_Action item_
Would you print all of the records below exactly, without skipping any?

_Task material_
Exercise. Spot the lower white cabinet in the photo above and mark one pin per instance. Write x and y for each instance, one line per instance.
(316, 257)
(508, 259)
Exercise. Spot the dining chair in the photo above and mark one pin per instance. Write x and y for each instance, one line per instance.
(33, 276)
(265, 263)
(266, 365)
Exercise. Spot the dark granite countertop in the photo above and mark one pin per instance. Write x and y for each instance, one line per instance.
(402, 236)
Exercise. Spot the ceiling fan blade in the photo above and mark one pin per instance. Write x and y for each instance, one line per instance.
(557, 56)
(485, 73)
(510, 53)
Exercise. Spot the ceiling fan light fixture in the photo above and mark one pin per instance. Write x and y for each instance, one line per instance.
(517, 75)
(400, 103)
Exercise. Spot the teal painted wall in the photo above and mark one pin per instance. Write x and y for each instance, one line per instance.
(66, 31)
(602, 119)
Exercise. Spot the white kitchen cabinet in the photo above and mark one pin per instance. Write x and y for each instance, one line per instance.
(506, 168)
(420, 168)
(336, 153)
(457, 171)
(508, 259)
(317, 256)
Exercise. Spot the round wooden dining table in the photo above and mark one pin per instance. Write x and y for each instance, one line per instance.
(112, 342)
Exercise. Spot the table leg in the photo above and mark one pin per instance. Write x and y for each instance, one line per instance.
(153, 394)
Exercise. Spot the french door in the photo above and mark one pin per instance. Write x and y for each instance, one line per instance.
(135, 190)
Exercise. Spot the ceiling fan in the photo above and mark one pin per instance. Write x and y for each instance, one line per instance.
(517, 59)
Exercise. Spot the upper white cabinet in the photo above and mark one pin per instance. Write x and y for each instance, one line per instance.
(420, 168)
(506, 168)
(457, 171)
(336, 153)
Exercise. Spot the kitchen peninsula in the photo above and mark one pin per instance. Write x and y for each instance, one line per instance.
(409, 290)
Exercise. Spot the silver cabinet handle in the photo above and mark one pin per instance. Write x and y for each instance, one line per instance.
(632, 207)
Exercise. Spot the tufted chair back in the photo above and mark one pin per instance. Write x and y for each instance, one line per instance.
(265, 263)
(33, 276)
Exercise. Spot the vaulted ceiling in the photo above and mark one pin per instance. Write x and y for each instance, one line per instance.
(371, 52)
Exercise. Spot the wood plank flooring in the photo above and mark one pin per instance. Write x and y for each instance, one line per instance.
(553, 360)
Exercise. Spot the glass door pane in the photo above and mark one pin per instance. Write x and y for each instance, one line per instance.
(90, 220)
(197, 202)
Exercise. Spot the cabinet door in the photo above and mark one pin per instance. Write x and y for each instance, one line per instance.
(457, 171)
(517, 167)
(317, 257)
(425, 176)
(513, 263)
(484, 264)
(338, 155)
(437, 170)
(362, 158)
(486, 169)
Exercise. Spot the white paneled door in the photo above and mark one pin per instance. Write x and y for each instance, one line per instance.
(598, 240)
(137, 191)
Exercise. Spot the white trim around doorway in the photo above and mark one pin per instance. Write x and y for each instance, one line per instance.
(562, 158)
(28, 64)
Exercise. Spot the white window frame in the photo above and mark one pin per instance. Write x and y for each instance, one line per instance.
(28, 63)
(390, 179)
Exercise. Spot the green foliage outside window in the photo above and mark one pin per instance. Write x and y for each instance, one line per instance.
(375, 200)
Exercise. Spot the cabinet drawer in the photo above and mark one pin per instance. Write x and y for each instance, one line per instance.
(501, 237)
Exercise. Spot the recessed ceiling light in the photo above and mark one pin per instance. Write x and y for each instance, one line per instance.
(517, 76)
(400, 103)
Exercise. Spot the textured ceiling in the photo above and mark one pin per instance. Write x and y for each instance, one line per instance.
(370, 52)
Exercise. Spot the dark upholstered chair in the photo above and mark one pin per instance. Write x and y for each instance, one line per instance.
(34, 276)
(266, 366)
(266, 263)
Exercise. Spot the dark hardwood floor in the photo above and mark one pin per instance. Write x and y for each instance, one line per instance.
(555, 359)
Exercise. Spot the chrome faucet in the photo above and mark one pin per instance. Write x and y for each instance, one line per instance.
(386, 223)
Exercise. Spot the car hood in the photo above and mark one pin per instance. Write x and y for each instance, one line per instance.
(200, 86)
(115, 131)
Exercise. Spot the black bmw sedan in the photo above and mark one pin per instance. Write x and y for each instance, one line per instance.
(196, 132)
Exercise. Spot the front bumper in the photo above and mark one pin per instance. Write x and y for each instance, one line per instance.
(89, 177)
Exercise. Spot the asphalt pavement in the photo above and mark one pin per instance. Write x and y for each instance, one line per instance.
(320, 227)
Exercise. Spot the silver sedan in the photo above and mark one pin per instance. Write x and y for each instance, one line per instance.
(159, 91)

_Result_
Exercise. Spot the lower white cabinet in the photo above and mark one pin per instance. Write x and y for each instance, one line per instance.
(316, 257)
(508, 259)
Exercise. Spot the dining chair in the photo above and mark one pin per instance. Write x and y for each instance, one line per instance.
(33, 276)
(265, 263)
(266, 365)
Exercise. Spot the dark granite countertop in the photo above and mark one pin per instance. Write x and y for each instance, one line per instance.
(402, 236)
Exercise. Spot the ceiling fan blade in the photo above and mark one pin per instance. Write x and y for each instance, one line per instance.
(557, 56)
(485, 73)
(510, 53)
Exercise. Spot the ceiling fan light fixture in the photo above and mark one pin per instance. Write x and y for each instance, one line per instance.
(517, 75)
(400, 103)
Exercise. Spot the teal painted wall in the photo above and mark one pin per instance. Write x and y for each instance, one line per instance.
(66, 31)
(602, 119)
Exercise. Spot the white kitchen cabinet in the photo above and mark one pin per instance. Write x and y for each instance, one line per instance.
(506, 168)
(420, 168)
(336, 153)
(457, 171)
(508, 259)
(317, 256)
Exercise. Spot the round wooden dining table in the photo above and mark one pin per instance. Write x and y for each instance, one line per instance.
(112, 342)
Exercise. Spot the table leg in the photo above and mark one pin per instance. Write x and y for each instance, one line per instance.
(153, 394)
Exercise. Spot the french door in the photo above and mark one pin per instance. Write x and y for each instance, one line per instance.
(135, 190)
Exercise. Spot the ceiling fan in the photo above and mark one pin per instance. Write x and y for each instance, one line per instance.
(517, 59)
Exercise. Spot the upper white cabinet in the photo above and mark one pin per instance. Write x and y for each instance, one line per instance.
(420, 168)
(506, 168)
(457, 171)
(336, 153)
Exercise. Spot the kitchen peninsula in the photo above and mark one pin per instance. Write x and y for each instance, one line per instance.
(409, 290)
Exercise. Spot the silver cabinet handle in the photo above and mark one pin per instance. Write x and y for each instance, one line per instance.
(632, 207)
Exercise. Spot the tufted chair back in the photo above and mark one pin per instance. Write x and y for each instance, one line per instance.
(265, 263)
(33, 276)
Exercise. Spot the vaulted ceiling in the photo above and mark one pin per instance. Write x and y for each instance, one line per instance.
(371, 52)
Exercise. Spot the wood plank flooring in the photo above and mark one pin per instance. Write x and y for each instance, one line per instance.
(553, 360)
Exercise. Spot the glass door pane in the photo above and mark one pin per instance. Write x and y for each instance, one line per instance.
(90, 220)
(197, 202)
Exercise. Spot the cabinet door in the photo above and mark one pin per instance. Write x and y for each instance, one line per instance.
(457, 171)
(517, 167)
(317, 257)
(425, 176)
(513, 263)
(484, 264)
(338, 155)
(437, 170)
(362, 158)
(486, 169)
Exercise. Spot the white paneled door in the photo above and mark one pin per instance. Write x and y for each instance, one line per instance.
(598, 240)
(137, 191)
Exercise. Spot the white trim around doorway in the photo above and mark one pin per instance. Write x and y for each instance, one line per instance.
(562, 158)
(28, 64)
Exercise. Spot the white window frame in the photo above and mark one pin per instance. Write x and y for each instance, one line per instance.
(28, 63)
(390, 179)
Exercise. Spot the green foliage outside window in the photo above and mark one pin per instance. Write x and y for each instance, one line per instance.
(375, 200)
Exercise. Spot the cabinet drawer in the photo above and mark one pin per instance. Write x and y for each instance, one line per instance.
(501, 237)
Exercise. Spot the recessed ceiling light in the photo above and mark one pin per instance. Write x and y for each instance, one line per instance.
(517, 76)
(400, 103)
Exercise. Spot the textured ceiling in the photo above and mark one pin per instance. Write x and y for each instance, one line per instance.
(370, 52)
Exercise. Spot the dark upholstered chair in the photo above and mark one pin per instance. Write x and y for each instance, one line per instance.
(34, 276)
(266, 366)
(266, 263)
Exercise. Spot the dark hardwood floor in the photo above and mark one pin per instance. Write x and y for each instance, one line per instance.
(555, 359)
Exercise. Spot the chrome faucet in the photo above and mark one pin per instance. Write x and y for each instance, one line per instance.
(386, 223)
Exercise. Spot the car hood in the photo above and mark one pin per instance. Write x and y for each instance, one line per instance.
(200, 86)
(115, 131)
Exercise. Spot the black bmw sedan in the photo above and mark one pin per instance. Write x and y for each instance, one line per instance.
(196, 132)
Exercise. Spot the front bumper in the photo above and mark one pin per instance. Write x and y for each instance, one line per instance.
(89, 177)
Exercise. Spot the asphalt pavement in the photo above and mark one pin per instance. Write x and y for each instance, one line per instance.
(320, 227)
Exercise. Spot the silver sedan in the photo above and mark one pin per instance. Write x and y for each instance, one line per instance.
(159, 91)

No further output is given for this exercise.